Copy out every line exactly as given.
= = = = =
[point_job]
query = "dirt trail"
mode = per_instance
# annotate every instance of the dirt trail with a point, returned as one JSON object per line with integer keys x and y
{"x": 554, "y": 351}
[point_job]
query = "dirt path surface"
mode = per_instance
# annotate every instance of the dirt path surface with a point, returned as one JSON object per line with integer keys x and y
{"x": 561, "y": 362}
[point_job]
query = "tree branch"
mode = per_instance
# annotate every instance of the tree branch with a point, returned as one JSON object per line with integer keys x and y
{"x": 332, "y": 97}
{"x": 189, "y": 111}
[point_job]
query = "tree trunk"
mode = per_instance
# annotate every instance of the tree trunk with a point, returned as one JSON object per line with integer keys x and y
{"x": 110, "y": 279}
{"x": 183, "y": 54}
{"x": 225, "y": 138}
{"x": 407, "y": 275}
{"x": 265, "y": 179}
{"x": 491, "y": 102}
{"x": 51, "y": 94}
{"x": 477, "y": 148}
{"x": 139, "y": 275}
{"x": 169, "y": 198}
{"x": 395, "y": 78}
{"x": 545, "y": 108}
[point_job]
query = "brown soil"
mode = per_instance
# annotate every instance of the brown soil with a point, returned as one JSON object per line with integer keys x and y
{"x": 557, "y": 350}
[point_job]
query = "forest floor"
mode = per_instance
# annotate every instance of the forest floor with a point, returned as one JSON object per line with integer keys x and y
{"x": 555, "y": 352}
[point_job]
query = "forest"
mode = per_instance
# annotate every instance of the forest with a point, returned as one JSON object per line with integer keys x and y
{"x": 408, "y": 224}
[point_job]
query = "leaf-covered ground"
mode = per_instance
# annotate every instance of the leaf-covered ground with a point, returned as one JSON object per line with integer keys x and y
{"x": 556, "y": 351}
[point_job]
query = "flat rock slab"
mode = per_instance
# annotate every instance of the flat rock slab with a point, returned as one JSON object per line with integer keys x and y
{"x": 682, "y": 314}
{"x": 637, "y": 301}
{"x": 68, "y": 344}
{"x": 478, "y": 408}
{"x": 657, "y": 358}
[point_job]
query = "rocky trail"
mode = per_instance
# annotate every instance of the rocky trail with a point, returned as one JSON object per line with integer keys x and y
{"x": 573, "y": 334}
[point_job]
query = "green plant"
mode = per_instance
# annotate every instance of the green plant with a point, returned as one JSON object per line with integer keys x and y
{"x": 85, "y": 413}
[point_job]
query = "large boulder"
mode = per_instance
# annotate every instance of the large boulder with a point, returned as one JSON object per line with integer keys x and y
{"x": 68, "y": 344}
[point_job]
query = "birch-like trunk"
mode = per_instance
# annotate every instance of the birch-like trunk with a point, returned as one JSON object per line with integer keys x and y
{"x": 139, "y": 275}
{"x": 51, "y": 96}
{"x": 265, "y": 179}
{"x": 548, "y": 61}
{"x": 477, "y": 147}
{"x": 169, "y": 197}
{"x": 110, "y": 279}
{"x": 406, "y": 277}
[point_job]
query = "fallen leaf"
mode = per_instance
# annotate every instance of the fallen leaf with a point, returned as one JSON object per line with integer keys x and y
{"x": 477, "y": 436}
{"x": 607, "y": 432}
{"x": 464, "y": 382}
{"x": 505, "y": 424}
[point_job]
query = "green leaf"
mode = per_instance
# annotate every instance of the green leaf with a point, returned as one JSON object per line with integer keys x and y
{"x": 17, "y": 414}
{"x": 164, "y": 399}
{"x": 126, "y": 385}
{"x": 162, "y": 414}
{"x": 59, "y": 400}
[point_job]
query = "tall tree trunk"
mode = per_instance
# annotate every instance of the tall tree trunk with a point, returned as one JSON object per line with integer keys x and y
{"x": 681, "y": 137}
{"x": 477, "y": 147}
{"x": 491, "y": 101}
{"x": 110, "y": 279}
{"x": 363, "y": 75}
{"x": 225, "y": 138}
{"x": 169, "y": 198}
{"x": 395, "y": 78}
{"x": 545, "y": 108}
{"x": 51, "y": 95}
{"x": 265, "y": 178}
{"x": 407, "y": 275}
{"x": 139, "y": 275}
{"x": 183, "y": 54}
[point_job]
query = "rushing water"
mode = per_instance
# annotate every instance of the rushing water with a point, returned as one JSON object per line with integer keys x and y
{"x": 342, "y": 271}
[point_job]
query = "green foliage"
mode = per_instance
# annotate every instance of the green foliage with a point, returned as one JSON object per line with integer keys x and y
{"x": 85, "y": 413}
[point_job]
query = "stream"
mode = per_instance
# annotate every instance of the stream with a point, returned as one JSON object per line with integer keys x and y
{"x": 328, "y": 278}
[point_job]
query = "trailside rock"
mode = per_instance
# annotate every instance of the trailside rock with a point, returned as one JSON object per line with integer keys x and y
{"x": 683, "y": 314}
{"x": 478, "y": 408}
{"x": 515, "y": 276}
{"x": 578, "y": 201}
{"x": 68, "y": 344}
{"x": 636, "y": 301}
= = = = =
> [Output of the exercise]
[point_job]
query = "dirt trail"
mode = per_instance
# annotate every instance of the dirt trail with a point, returned as one JSON object per line with integer keys x and y
{"x": 554, "y": 351}
[point_job]
query = "dirt path surface"
mode = per_instance
# annotate every instance of the dirt path surface with a point, returned as one JSON object per line with integer keys x and y
{"x": 561, "y": 362}
[point_job]
query = "tree branch"
mode = per_instance
# annotate every instance of the tree branch with a point, returned as one JSON object per line with integer keys x and y
{"x": 332, "y": 97}
{"x": 189, "y": 111}
[point_job]
query = "tree trunk"
mode = per_instance
# annotate every instance of the tree trunk with a point, returned as one JSON object per line with integer keys x and y
{"x": 110, "y": 279}
{"x": 183, "y": 54}
{"x": 225, "y": 138}
{"x": 407, "y": 275}
{"x": 265, "y": 179}
{"x": 491, "y": 102}
{"x": 51, "y": 94}
{"x": 477, "y": 148}
{"x": 139, "y": 275}
{"x": 169, "y": 198}
{"x": 395, "y": 78}
{"x": 545, "y": 108}
[point_job]
query = "brown soil"
mode = per_instance
# annotate every instance of the brown soil with a point, returned as one JSON object per line with integer keys x and y
{"x": 557, "y": 350}
[point_job]
query = "forest floor"
mode = per_instance
# annotate every instance of the forest floor with a point, returned as one JSON object per line with integer keys x and y
{"x": 555, "y": 352}
[point_job]
query = "forest"
mode = per_instance
# annotate every instance of the forest with a point, returned as one JSON object per line with integer keys x and y
{"x": 408, "y": 224}
[point_job]
query = "leaf-covered ground"
mode = per_instance
# annotate every instance of the leaf-covered ground with a point, returned as one JSON object per line with integer keys x and y
{"x": 556, "y": 351}
[point_job]
query = "flat rock slab"
mode = per_instance
# annotate every instance of the flat rock slab with a point, returned as one JSON object per line with integer keys x and y
{"x": 682, "y": 314}
{"x": 637, "y": 301}
{"x": 68, "y": 344}
{"x": 478, "y": 408}
{"x": 657, "y": 358}
[point_job]
query = "rocky trail"
mode = per_instance
# annotate every instance of the rocky trail with a point, returned as one JSON object per line with integer keys x and y
{"x": 573, "y": 334}
[point_job]
query = "green plant"
mode = per_instance
# annotate every instance of the green plant with a point, returned as one JSON object per line with integer keys x and y
{"x": 85, "y": 413}
[point_job]
query = "large boulder"
mode = per_instance
# annotate every instance of the large boulder with a point, returned as one JSON object per line with integer keys x and y
{"x": 68, "y": 344}
[point_job]
query = "birch-like trunk"
mode = per_instance
# annotate every instance of the birch-like trunk with a point, returned as one JSON object per line with integer keys x and y
{"x": 139, "y": 275}
{"x": 51, "y": 96}
{"x": 265, "y": 179}
{"x": 548, "y": 61}
{"x": 477, "y": 147}
{"x": 169, "y": 197}
{"x": 110, "y": 279}
{"x": 406, "y": 277}
[point_job]
query = "fallen leaf"
mode = per_instance
# annotate every instance of the fallen leaf with a point, returned as one JSON object per line with integer keys x and y
{"x": 477, "y": 436}
{"x": 607, "y": 432}
{"x": 464, "y": 382}
{"x": 505, "y": 424}
[point_job]
query = "green leaf"
mode = per_instance
# annotate every instance of the green leaf with a point, returned as one JSON object per line with integer keys x and y
{"x": 17, "y": 414}
{"x": 164, "y": 399}
{"x": 126, "y": 385}
{"x": 162, "y": 414}
{"x": 59, "y": 400}
[point_job]
query = "tall tree trunk"
mode = per_instance
# annotate every instance of the tall tree trunk with a point, returned as one JSON object per line with integer keys x and y
{"x": 681, "y": 137}
{"x": 477, "y": 147}
{"x": 491, "y": 101}
{"x": 110, "y": 279}
{"x": 363, "y": 75}
{"x": 225, "y": 138}
{"x": 169, "y": 198}
{"x": 395, "y": 78}
{"x": 545, "y": 108}
{"x": 51, "y": 95}
{"x": 265, "y": 178}
{"x": 407, "y": 275}
{"x": 139, "y": 275}
{"x": 183, "y": 54}
[point_job]
query = "rushing water"
mode = per_instance
# annotate every instance of the rushing water with a point, returned as one JSON object per line with integer keys x and y
{"x": 342, "y": 271}
[point_job]
query = "green foliage"
mode = per_instance
# annotate every instance of the green foliage with a point, returned as one JSON object per line with integer keys x and y
{"x": 85, "y": 413}
[point_job]
query = "stream"
mode = per_instance
# annotate every instance of the stream with a point, returned as one JSON object per line with integer keys x and y
{"x": 328, "y": 278}
[point_job]
query = "trailside rock"
mode = per_instance
# annotate every instance of the trailside rock with a point, returned as one JSON object per line with integer keys x and y
{"x": 683, "y": 314}
{"x": 478, "y": 408}
{"x": 515, "y": 276}
{"x": 578, "y": 201}
{"x": 68, "y": 344}
{"x": 636, "y": 301}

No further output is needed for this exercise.